**Task objective**
Lay out the material below as a two-column CSV with the headers instruction and answer, starting with the line that contains "Exercise. Pick out the eyeglasses" and going on through the line that contains "pixel 298 190". Give each text and the answer that follows it one row, with every field in double quotes and any line breaks turned into spaces.

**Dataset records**
___

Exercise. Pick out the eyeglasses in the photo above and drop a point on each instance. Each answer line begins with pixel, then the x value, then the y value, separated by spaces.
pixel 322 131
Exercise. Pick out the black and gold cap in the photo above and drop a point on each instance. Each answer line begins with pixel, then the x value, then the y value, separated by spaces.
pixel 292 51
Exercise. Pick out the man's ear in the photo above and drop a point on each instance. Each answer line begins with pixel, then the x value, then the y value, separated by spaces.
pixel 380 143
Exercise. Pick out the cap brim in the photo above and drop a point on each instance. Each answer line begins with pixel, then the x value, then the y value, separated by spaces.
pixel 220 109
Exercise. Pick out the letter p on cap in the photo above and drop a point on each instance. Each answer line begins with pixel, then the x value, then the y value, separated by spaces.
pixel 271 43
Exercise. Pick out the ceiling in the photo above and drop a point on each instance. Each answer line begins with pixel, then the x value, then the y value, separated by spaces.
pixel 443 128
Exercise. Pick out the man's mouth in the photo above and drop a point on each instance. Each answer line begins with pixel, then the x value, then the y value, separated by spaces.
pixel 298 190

___

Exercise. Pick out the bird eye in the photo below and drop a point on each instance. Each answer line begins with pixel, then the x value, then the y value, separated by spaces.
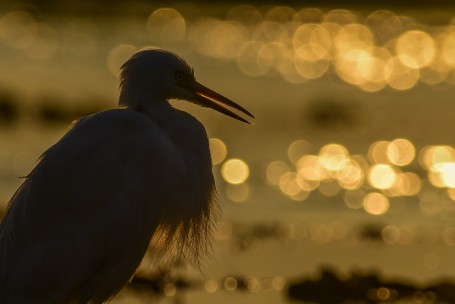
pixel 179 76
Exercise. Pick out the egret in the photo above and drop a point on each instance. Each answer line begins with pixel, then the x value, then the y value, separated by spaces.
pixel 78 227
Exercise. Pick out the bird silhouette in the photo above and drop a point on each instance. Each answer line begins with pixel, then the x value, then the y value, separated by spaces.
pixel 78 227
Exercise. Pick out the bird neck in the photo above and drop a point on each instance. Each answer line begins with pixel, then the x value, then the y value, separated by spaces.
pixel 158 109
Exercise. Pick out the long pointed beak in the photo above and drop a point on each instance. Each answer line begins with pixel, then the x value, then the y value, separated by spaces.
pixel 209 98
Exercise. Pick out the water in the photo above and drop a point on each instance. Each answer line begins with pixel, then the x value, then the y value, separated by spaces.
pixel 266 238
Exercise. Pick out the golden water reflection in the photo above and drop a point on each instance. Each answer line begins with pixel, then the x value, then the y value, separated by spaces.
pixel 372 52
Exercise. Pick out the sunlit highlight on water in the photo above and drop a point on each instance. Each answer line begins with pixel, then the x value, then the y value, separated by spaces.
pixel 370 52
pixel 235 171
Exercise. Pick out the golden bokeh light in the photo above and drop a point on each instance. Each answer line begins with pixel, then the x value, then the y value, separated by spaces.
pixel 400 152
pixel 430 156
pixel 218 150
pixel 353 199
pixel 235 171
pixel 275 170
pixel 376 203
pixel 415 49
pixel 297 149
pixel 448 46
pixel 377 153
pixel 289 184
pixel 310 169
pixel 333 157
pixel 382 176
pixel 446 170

___

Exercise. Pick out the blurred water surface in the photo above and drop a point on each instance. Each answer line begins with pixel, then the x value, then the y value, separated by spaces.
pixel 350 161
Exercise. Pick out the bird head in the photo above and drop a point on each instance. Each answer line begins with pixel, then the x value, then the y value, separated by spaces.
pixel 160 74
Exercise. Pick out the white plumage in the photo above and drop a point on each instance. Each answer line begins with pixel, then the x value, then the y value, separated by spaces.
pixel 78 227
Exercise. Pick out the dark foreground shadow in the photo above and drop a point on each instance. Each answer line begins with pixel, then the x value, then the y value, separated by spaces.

___

**Result for this exercise**
instruction,answer
"Exercise. Pick out the eyeglasses in the photo above and drop a point on each instance. Each answer line begins with pixel, then the x value, then the y value, separated by spaces.","pixel 322 131"
"Exercise. Pick out the black and gold cap in the photo above and drop a point on each instance. Each answer line begins with pixel, then the x value, then the y value, separated by spaces.","pixel 292 51"
"Exercise. Pick out the man's ear in the photo above and drop a point on each instance. Each answer line begins with pixel, then the x value, then the y value, separated by spaces.","pixel 380 143"
"Exercise. Pick out the cap brim in the photo above and drop a point on each instance. Each answer line begins with pixel, then the x value, then the y value, separated by spaces.","pixel 220 109"
"Exercise. Pick out the letter p on cap in the photo above and drop a point on each instance. Each answer line begins with pixel, then the x value, then the y value, separated by spaces.","pixel 271 43"
"Exercise. Pick out the ceiling in the photo above and drop a point on each instance. Each answer line begins with pixel, then the x value, then the y value, separated by spaces.","pixel 443 128"
"Exercise. Pick out the man's mouth in the photo above and drop a point on each instance. Each answer line begins with pixel, then the x value, then the y value, separated by spaces.","pixel 298 190"